> [EXERCISE OBJECTIVE] Provide an exact copy of the lines from the beginning of the records through the line that includes "Drop a point on each instance of the boulder.", and of no others.

> [EXERCISE INPUT]
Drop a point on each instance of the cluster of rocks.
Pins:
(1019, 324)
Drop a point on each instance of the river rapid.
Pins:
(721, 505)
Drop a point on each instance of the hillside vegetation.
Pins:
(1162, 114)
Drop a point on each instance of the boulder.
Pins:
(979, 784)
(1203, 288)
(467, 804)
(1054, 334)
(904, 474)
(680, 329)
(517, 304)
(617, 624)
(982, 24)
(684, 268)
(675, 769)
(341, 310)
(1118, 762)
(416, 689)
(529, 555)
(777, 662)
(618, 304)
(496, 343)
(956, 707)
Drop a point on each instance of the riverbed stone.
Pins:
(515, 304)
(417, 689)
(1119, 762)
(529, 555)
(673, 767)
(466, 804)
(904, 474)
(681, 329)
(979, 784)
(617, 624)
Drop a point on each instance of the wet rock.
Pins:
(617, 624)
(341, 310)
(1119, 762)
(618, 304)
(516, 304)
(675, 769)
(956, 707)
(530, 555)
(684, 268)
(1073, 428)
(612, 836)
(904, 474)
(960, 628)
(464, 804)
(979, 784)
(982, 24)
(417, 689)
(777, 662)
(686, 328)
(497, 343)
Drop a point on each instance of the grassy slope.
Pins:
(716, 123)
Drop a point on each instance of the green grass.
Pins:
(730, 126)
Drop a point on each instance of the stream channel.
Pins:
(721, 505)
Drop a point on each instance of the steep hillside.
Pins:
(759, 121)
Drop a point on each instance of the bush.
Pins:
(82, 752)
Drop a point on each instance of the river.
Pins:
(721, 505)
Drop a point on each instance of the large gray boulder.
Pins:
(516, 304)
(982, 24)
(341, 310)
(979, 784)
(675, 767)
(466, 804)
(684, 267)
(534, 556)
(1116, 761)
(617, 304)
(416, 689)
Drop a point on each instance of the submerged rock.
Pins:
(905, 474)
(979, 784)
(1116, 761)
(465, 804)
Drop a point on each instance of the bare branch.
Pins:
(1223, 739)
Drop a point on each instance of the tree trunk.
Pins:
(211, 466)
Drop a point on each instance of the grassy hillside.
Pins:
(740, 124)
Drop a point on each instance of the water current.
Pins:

> [EXPECTED OUTPUT]
Drop a point on each instance of the cluster of rocks.
Pins:
(1019, 324)
Drop a point on each instance of the river rapid.
Pins:
(721, 505)
Drop a point on each instance of the hillside vegetation.
Pins:
(1162, 114)
Drop a point on each instance of the boulder.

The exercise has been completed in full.